Dataset records on object locations:

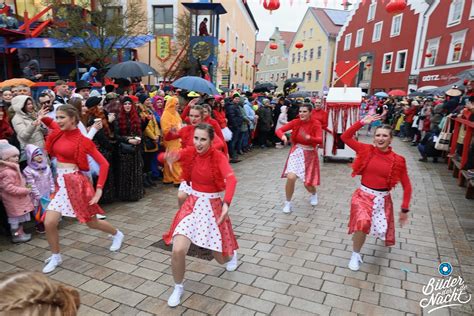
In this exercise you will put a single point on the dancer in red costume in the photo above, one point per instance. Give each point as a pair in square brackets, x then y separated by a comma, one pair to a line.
[203, 219]
[302, 162]
[74, 196]
[196, 116]
[380, 170]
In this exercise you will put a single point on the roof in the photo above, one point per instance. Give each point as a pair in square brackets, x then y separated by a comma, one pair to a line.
[205, 8]
[287, 37]
[44, 42]
[259, 49]
[331, 20]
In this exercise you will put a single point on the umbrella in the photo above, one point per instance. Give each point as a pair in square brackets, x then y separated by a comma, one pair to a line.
[16, 82]
[397, 93]
[129, 69]
[299, 94]
[265, 87]
[381, 94]
[197, 84]
[294, 79]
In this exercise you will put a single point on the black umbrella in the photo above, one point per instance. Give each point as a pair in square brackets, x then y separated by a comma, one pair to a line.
[265, 87]
[293, 80]
[129, 69]
[299, 94]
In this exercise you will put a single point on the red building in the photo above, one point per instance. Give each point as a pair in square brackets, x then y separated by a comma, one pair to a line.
[391, 43]
[448, 45]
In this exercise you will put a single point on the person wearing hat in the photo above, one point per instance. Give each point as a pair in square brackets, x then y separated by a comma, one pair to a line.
[83, 88]
[13, 192]
[128, 133]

TASK STATEMENT: Copy word for word the lines of the material starting at the line that contains "on the person" and ending at the last line of the material, both included.

COMPLETE ANSWER:
In this exercise you will put a single point on the person wearing hat in the photo above, one point per instance. Give each point as a pair in square brackets, x then y separated by a comma, one pair to a line.
[83, 88]
[13, 192]
[128, 133]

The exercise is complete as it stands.